##### Records supplied

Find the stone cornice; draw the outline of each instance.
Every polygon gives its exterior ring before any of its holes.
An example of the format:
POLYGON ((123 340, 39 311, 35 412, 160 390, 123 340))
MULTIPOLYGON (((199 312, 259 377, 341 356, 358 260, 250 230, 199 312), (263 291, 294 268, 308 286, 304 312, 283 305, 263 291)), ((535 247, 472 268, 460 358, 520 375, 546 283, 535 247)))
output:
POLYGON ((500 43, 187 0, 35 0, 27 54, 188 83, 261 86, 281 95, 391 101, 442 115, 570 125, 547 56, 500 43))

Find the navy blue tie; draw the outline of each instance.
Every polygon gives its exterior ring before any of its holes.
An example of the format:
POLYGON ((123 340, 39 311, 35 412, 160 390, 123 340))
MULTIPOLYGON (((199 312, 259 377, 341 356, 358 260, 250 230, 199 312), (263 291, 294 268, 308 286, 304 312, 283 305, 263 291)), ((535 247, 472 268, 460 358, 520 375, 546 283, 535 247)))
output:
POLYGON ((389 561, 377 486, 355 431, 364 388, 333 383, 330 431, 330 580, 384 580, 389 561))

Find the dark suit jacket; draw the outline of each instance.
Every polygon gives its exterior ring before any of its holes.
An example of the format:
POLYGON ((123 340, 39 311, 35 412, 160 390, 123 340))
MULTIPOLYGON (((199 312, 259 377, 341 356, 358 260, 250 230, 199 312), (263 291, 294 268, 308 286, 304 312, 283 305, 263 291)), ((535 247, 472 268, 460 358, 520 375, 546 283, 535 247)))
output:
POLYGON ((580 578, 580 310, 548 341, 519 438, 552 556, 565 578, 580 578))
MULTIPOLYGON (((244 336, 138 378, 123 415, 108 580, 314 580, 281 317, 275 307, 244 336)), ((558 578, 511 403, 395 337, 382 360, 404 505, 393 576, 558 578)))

##########

**Aim:** Rewrite the data above with "draw the outline of each instance" changed to "trace every occurrence" everywhere it appears, keeping all other text the same.

**Exercise answer:**
Find the stone cornice; trace every occurrence.
Every polygon gives its exterior ring before any of its holes.
An example of the format:
POLYGON ((123 340, 39 311, 35 412, 160 390, 123 340))
MULTIPOLYGON (((199 312, 259 377, 341 356, 358 260, 250 230, 199 312), (263 291, 294 268, 308 286, 304 312, 283 305, 263 291)), ((535 247, 472 268, 460 358, 520 375, 546 283, 535 247)))
output:
POLYGON ((500 43, 187 0, 35 0, 27 54, 188 83, 261 86, 281 95, 391 101, 442 115, 570 125, 547 56, 500 43))

Find the navy blue tie; trace every occurrence.
Every polygon gives its exterior ring before any of its holes.
An example of the format:
POLYGON ((123 340, 39 311, 35 412, 160 390, 123 340))
MULTIPOLYGON (((199 312, 259 377, 341 356, 358 260, 250 230, 199 312), (263 291, 294 268, 308 286, 304 312, 283 305, 263 291)), ((535 247, 472 268, 460 358, 520 375, 546 283, 535 247)))
output:
POLYGON ((389 561, 377 486, 355 431, 364 388, 333 383, 330 431, 330 580, 384 580, 389 561))

Find the dark suit jacket; trace every occurrence.
Every polygon gives its exterior ring before any of its holes.
An example of the format:
POLYGON ((123 340, 39 311, 35 412, 160 390, 123 340))
MULTIPOLYGON (((199 312, 259 377, 341 356, 358 260, 250 230, 199 312), (263 291, 294 268, 308 286, 304 312, 283 305, 263 291)), ((535 247, 472 268, 460 358, 520 375, 546 283, 535 247)))
output:
POLYGON ((580 578, 580 310, 548 341, 519 438, 552 556, 565 578, 580 578))
MULTIPOLYGON (((244 336, 138 378, 123 415, 108 580, 314 580, 281 317, 275 307, 244 336)), ((558 578, 511 403, 395 337, 382 360, 404 505, 393 576, 558 578)))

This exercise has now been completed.